### WHAT IS BEING ASKED
Please reproduce each of the records below line for line, without changing a single character.

### ITEMS

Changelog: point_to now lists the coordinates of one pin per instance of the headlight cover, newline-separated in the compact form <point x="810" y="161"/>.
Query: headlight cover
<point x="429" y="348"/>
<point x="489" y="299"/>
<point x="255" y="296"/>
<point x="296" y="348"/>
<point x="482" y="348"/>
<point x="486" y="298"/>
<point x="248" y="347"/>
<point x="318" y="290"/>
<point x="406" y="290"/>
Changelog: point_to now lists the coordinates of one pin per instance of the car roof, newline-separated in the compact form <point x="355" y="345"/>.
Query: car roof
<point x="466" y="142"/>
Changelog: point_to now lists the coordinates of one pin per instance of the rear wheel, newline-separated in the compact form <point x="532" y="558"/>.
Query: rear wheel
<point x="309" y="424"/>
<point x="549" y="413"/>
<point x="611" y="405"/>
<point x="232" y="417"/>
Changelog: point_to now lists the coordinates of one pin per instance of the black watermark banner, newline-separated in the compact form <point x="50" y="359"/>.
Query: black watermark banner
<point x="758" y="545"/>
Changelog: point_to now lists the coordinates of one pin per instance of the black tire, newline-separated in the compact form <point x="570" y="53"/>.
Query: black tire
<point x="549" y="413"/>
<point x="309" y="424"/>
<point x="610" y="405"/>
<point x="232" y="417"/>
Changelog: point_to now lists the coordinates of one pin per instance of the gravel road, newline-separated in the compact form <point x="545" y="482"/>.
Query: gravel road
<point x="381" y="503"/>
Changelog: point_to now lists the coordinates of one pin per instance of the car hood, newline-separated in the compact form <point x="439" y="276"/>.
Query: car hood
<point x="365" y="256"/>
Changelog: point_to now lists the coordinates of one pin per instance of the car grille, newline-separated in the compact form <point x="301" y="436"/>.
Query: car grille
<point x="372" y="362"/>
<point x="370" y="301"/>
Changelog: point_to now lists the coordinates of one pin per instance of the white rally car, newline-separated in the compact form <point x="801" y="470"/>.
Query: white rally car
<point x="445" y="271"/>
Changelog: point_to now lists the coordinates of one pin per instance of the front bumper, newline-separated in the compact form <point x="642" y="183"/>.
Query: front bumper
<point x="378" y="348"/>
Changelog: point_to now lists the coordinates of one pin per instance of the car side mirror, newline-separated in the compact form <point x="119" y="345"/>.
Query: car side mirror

### TASK OUTPUT
Changelog: point_to now lists the coordinates of one pin per instance of the headlight cover, newline-separated in the compact form <point x="810" y="161"/>.
Query: headlight cover
<point x="429" y="348"/>
<point x="489" y="299"/>
<point x="255" y="296"/>
<point x="296" y="348"/>
<point x="482" y="348"/>
<point x="486" y="298"/>
<point x="248" y="347"/>
<point x="318" y="290"/>
<point x="406" y="290"/>
Changelog: point_to now lists the coordinates of one pin per instance of the car roof, newline-separated in the compact form <point x="355" y="345"/>.
Query: car roof
<point x="466" y="142"/>
Changelog: point_to now lists the coordinates of one pin per instance of the rear wheel, newline-separated in the compact form <point x="532" y="558"/>.
Query: rear wheel
<point x="309" y="424"/>
<point x="549" y="413"/>
<point x="611" y="405"/>
<point x="232" y="417"/>
Changelog: point_to now lists the coordinates of one pin per instance of the black watermark banner, newline-separated in the compact form <point x="50" y="359"/>.
Query: black watermark banner
<point x="758" y="545"/>
Changelog: point_to now lists the coordinates of one pin per instance of the black tire, newline-separated in the compact form <point x="570" y="53"/>.
Query: black tire
<point x="549" y="413"/>
<point x="309" y="424"/>
<point x="610" y="405"/>
<point x="232" y="417"/>
Changelog: point_to now lists the coordinates of one pin per instance of the gravel road, newline-separated in the compact form <point x="545" y="482"/>.
Query: gravel road
<point x="381" y="503"/>
Changelog: point_to now lists the coordinates of one pin per instance of the car hood, newline-separated in the compact form <point x="439" y="276"/>.
Query: car hood
<point x="365" y="256"/>
Changelog: point_to now lists the coordinates of one pin per instance of the car grille, newline-separated in the compact form <point x="301" y="436"/>.
Query: car grille
<point x="372" y="362"/>
<point x="370" y="301"/>
Changelog: point_to now lists the coordinates of one pin per instance of the white rally car, newline-separated in the compact form <point x="801" y="470"/>.
Query: white rally car
<point x="445" y="271"/>
Changelog: point_to now lists the coordinates of one pin per instance of the front bumper, newline-separated in the compact form <point x="642" y="183"/>.
Query: front bumper
<point x="378" y="348"/>
Changelog: point_to now lists the coordinates of one pin per instance of the car side mirror, newline-separated in the compact form <point x="119" y="345"/>.
Query: car side mirror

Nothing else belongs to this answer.